[START TASK INPUTS]

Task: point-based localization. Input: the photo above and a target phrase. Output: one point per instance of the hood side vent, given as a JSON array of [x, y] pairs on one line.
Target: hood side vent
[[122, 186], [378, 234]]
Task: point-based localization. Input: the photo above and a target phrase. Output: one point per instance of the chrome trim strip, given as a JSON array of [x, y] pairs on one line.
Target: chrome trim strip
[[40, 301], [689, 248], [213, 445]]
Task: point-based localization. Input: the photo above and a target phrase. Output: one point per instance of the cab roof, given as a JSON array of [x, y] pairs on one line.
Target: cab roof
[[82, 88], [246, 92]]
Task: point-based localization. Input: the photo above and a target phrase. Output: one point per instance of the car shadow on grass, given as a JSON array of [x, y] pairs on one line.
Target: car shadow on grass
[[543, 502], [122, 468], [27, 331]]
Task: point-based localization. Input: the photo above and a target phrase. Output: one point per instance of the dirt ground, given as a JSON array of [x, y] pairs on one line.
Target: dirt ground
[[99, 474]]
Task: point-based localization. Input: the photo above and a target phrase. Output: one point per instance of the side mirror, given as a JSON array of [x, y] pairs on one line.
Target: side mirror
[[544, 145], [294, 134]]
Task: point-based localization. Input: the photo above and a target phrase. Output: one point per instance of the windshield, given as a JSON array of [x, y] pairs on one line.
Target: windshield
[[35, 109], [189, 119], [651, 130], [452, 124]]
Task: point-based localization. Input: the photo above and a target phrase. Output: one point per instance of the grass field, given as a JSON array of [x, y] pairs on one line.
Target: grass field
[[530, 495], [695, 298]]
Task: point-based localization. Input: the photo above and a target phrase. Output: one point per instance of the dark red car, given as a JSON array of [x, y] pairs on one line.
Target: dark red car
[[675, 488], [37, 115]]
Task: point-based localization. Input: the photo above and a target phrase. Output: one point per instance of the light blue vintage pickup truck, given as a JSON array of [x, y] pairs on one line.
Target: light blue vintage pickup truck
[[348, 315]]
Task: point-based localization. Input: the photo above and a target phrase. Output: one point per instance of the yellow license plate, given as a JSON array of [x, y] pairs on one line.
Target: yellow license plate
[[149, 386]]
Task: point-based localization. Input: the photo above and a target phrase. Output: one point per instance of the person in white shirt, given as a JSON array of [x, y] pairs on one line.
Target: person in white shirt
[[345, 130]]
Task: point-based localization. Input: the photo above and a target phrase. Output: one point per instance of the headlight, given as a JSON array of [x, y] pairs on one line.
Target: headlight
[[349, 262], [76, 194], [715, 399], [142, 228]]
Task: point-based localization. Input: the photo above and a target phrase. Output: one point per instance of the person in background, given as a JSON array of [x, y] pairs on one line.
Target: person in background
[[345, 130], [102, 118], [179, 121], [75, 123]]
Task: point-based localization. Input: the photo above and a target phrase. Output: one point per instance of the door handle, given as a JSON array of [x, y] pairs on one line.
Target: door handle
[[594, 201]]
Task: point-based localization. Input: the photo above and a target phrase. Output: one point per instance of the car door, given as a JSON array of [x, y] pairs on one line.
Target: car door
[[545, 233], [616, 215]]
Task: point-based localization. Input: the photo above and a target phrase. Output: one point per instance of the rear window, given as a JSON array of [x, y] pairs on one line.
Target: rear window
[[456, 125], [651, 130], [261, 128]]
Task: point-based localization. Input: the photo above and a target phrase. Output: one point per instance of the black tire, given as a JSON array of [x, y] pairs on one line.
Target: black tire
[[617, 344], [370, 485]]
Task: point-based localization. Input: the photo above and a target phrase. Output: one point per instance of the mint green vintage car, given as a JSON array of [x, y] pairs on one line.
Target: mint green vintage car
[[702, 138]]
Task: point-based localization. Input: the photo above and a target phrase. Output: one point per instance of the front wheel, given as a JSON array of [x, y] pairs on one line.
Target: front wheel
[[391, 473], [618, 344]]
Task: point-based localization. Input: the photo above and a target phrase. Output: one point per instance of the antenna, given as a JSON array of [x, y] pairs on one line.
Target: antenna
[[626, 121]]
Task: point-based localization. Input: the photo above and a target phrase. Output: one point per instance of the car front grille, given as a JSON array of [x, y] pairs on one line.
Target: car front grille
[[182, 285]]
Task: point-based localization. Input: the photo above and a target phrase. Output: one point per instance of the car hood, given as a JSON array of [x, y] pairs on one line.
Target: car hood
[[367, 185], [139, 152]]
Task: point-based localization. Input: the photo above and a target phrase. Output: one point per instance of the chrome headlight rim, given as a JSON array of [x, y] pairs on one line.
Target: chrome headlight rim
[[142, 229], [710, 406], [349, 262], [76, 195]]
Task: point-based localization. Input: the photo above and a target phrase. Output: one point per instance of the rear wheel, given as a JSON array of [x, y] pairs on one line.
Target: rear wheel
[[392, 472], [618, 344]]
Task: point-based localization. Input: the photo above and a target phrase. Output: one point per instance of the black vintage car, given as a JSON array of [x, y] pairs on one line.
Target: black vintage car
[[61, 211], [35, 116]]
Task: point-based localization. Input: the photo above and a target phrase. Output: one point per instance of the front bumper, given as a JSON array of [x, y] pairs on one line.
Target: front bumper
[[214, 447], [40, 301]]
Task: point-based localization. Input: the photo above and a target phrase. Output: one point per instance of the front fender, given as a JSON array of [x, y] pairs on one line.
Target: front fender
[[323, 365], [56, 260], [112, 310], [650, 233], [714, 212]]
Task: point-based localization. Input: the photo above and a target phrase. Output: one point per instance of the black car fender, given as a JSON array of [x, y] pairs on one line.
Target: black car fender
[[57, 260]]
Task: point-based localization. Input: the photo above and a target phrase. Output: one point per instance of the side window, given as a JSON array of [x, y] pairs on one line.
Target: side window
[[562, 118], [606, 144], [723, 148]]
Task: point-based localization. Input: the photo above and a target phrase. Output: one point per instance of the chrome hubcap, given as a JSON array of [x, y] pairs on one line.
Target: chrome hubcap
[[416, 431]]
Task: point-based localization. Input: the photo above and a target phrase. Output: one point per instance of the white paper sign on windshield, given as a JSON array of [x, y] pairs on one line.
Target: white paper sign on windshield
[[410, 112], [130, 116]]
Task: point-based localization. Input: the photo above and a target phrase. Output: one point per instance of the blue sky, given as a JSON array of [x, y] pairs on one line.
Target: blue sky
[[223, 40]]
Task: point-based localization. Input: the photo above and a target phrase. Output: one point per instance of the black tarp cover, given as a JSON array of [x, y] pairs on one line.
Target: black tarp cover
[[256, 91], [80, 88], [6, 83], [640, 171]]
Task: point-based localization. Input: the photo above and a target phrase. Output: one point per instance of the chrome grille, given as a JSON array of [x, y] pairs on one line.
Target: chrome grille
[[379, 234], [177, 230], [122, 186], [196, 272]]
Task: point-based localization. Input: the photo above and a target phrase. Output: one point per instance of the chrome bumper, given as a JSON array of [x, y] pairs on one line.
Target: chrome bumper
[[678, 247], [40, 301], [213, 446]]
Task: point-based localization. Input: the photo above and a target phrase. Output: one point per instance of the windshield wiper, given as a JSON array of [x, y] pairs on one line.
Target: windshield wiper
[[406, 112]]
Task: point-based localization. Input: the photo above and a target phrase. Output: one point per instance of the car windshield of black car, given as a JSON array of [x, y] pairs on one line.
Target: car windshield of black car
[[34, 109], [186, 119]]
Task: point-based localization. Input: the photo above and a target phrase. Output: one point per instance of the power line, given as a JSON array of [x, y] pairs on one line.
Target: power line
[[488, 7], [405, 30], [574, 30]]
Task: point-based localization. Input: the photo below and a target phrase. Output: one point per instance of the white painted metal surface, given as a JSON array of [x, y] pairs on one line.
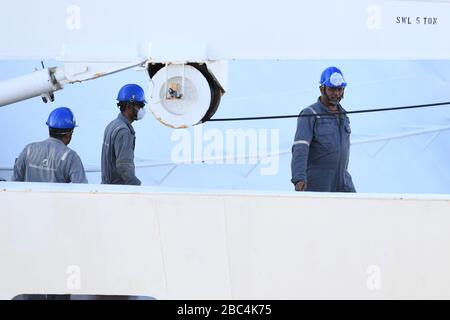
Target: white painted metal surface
[[92, 239], [194, 30]]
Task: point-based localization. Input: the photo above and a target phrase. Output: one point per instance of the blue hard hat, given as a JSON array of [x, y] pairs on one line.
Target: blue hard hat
[[61, 118], [332, 77], [131, 92]]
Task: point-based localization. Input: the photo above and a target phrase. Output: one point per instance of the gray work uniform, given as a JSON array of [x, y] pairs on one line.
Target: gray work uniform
[[321, 150], [49, 161], [118, 153]]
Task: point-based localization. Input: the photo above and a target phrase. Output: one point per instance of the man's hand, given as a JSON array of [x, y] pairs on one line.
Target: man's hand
[[300, 186]]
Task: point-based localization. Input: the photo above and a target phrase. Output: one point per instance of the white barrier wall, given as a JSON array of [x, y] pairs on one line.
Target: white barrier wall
[[92, 239]]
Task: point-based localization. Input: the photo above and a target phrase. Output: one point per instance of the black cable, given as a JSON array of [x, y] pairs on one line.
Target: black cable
[[337, 113]]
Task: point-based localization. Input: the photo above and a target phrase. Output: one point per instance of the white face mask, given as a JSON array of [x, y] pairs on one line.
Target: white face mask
[[141, 114]]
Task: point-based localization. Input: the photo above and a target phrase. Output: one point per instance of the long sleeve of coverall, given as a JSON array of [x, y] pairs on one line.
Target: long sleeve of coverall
[[124, 151], [300, 148]]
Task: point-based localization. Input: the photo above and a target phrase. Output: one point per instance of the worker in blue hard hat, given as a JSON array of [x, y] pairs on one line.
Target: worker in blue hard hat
[[51, 160], [321, 149], [119, 138]]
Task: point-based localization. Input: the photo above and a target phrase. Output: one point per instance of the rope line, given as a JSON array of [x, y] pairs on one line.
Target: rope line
[[336, 113]]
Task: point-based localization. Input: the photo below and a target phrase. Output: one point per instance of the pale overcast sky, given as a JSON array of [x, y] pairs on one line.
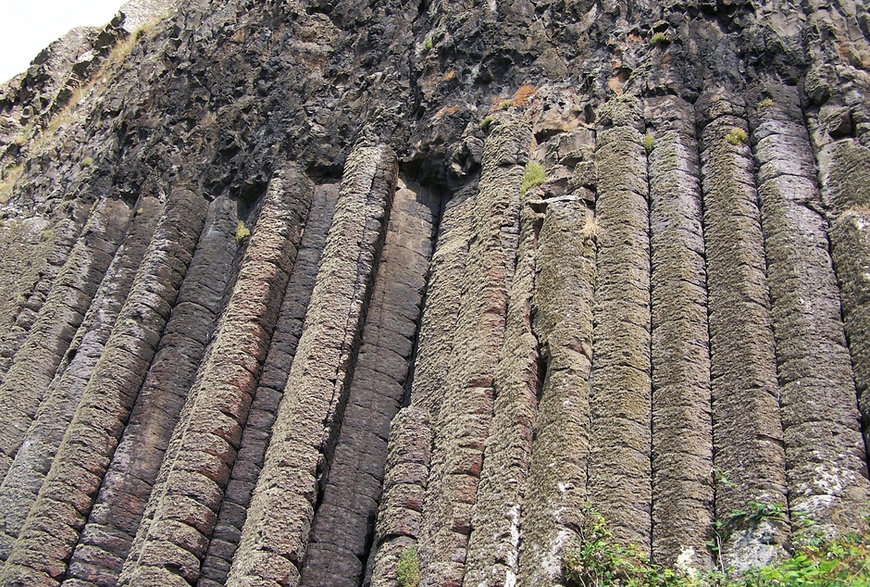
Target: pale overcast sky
[[28, 26]]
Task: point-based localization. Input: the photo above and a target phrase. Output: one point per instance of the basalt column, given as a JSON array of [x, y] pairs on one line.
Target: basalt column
[[682, 435], [52, 529], [464, 417], [21, 485], [619, 460], [823, 444], [184, 503], [276, 530], [844, 169], [562, 310], [400, 516], [343, 526], [748, 456], [34, 251]]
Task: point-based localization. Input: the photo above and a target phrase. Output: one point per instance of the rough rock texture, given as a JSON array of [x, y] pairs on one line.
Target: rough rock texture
[[293, 291]]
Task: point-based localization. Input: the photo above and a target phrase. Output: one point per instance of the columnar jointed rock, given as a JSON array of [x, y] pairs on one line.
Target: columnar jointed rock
[[24, 479], [619, 460], [463, 420], [181, 513], [343, 524], [562, 306], [845, 179], [406, 470], [682, 434], [34, 364], [584, 347], [747, 435], [45, 543], [275, 534], [824, 448]]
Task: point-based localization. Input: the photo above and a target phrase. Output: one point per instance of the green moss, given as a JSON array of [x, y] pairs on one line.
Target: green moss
[[408, 568], [242, 232], [737, 136], [534, 176], [649, 142], [659, 39]]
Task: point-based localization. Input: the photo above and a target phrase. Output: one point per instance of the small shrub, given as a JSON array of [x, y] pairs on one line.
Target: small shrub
[[649, 142], [737, 136], [534, 176], [242, 232], [659, 39], [408, 569]]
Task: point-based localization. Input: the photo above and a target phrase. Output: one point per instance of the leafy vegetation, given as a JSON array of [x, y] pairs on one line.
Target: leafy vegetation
[[242, 232], [408, 569], [595, 560], [649, 142], [534, 176]]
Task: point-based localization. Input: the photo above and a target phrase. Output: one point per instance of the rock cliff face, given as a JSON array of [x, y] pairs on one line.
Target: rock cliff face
[[292, 288]]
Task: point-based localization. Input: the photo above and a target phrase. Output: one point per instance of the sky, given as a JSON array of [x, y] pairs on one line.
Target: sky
[[28, 26]]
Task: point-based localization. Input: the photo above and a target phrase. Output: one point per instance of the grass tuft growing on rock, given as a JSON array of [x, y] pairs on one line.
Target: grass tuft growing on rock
[[534, 176], [659, 39], [737, 136], [408, 569]]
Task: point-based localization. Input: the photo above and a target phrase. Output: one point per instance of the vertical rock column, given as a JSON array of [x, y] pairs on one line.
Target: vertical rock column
[[619, 460], [52, 529], [264, 407], [111, 527], [343, 522], [184, 503], [34, 365], [463, 420], [844, 170], [823, 444], [33, 460], [748, 451], [276, 530], [682, 434], [493, 547], [562, 307], [400, 516]]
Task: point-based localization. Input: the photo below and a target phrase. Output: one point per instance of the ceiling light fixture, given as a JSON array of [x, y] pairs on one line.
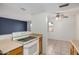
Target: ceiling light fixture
[[60, 16]]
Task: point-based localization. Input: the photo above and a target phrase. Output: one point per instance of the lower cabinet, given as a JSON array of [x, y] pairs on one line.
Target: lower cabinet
[[73, 50], [17, 51]]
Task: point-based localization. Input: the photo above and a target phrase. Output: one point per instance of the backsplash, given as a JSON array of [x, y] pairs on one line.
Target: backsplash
[[6, 36]]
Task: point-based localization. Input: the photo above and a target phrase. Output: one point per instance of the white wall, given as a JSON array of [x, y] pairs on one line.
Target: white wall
[[15, 13], [63, 29], [39, 24]]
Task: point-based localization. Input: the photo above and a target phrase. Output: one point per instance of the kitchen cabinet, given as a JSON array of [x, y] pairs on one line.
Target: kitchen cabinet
[[17, 51]]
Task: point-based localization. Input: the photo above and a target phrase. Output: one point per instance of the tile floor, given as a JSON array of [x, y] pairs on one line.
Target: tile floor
[[58, 47]]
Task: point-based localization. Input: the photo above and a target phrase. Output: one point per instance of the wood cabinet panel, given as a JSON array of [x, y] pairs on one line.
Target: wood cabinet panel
[[17, 51]]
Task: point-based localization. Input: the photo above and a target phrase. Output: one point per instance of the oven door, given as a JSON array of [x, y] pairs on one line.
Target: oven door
[[31, 48]]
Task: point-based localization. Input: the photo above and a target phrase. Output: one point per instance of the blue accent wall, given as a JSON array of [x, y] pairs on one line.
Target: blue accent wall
[[8, 26]]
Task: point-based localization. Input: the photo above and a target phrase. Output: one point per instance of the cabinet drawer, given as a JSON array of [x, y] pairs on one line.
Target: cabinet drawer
[[16, 51]]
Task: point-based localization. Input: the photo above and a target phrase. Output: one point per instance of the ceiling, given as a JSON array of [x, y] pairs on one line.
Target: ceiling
[[34, 8]]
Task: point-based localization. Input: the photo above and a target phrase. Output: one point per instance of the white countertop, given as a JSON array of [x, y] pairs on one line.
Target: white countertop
[[75, 43], [8, 45]]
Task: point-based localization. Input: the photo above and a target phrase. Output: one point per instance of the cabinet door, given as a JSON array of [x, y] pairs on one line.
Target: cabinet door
[[17, 51]]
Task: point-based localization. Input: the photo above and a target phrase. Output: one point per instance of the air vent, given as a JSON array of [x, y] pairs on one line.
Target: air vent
[[64, 5]]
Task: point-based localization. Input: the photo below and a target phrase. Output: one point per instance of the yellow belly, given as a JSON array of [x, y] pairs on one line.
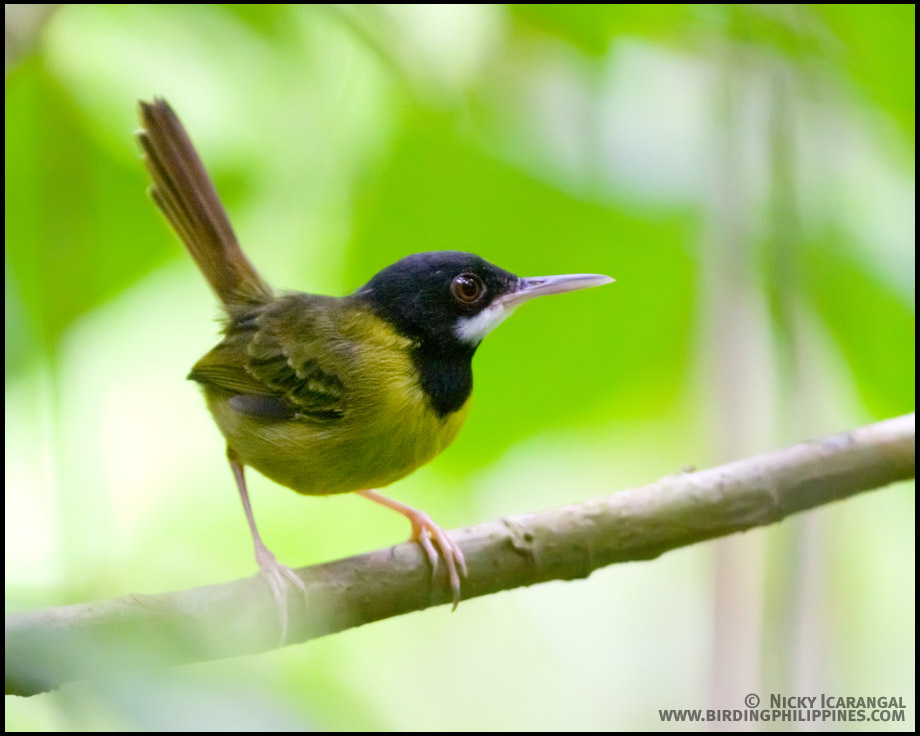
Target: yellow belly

[END TASK INPUTS]

▶ [WHAT NEEDS TO BE DONE]:
Extract the run of lines beginning with the line that holds "the ceiling, given" and ending at the last line of the data, inclusive. Exclude any pictures from the copy.

▶ [PROBLEM SOLUTION]:
Task: point-based localization. Input: the photo above and a target phrase. Output: one point per instance of the ceiling, given as a JSON array of [x, y] pairs on one line.
Target: ceiling
[[34, 8]]
Task: point-based localization. Input: the photo above and a target phrase. Output: one point per instance of the white countertop, given as a JSON array of [x, y] pairs on one line.
Target: white countertop
[[75, 43], [8, 45]]
Task: point-based localization. Input: the photo above and a target phrase. Output: one point per instance of the cabinet door, given as a JSON array of [x, y] pairs on one line.
Target: cabinet door
[[17, 51]]
Task: point-based localization. Input: the photo above and a target phrase. Output: one point per instance of the air vent, given as a JSON array of [x, y] pairs on one line.
Target: air vent
[[64, 5]]
Task: point-based localization. Input: the photo below and a target phrase. Output: one point per instance of the yellow belly, given as a JSON array of [x, y] pairs on one line.
Target: yellow belly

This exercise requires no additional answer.